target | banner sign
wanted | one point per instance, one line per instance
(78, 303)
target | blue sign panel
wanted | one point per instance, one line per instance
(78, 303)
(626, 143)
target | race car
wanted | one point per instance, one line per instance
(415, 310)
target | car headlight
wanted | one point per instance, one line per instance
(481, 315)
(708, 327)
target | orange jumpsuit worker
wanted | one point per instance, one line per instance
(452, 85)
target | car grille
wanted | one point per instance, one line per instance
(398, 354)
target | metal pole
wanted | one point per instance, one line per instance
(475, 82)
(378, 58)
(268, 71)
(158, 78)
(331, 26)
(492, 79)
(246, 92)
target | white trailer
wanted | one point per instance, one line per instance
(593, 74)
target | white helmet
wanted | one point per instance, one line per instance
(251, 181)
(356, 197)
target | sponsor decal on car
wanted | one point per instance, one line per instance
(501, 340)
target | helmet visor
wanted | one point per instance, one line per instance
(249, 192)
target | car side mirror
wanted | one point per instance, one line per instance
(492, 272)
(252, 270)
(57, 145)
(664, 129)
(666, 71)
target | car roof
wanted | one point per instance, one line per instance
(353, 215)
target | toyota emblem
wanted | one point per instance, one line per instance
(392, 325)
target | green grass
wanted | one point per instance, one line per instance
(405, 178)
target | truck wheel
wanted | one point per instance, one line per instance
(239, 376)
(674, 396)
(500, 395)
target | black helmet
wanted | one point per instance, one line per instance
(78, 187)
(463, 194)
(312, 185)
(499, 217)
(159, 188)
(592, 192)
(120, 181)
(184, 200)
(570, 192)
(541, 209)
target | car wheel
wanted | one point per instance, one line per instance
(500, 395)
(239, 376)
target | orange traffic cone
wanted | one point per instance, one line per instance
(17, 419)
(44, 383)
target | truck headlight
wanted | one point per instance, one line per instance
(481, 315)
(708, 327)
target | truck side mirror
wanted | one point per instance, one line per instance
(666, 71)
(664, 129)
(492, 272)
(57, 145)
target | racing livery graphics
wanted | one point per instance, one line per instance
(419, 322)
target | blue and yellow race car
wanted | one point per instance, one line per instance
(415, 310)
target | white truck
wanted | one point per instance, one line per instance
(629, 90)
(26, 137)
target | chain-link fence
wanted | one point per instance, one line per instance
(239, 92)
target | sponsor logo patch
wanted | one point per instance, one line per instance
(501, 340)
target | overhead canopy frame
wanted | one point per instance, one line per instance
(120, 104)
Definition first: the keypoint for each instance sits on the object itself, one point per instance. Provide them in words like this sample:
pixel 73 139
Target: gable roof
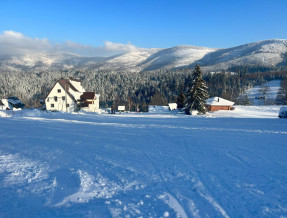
pixel 87 95
pixel 217 101
pixel 66 85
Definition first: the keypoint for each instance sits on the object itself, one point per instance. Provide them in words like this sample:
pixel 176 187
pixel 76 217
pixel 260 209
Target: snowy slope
pixel 268 53
pixel 84 165
pixel 257 98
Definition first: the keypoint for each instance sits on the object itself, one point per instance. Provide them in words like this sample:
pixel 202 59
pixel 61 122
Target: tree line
pixel 134 90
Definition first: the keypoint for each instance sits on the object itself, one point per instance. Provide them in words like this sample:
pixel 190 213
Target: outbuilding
pixel 217 103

* * *

#### [Your task]
Return, word for word, every line from the top of the entries down to the line that holds "target | race car", both included.

#### [Result for this task]
target | banner sign
wanted | one point per instance, one line per instance
(78, 303)
target | blue sign panel
wanted | one point per instance, one line per instance
(78, 303)
(626, 143)
target | race car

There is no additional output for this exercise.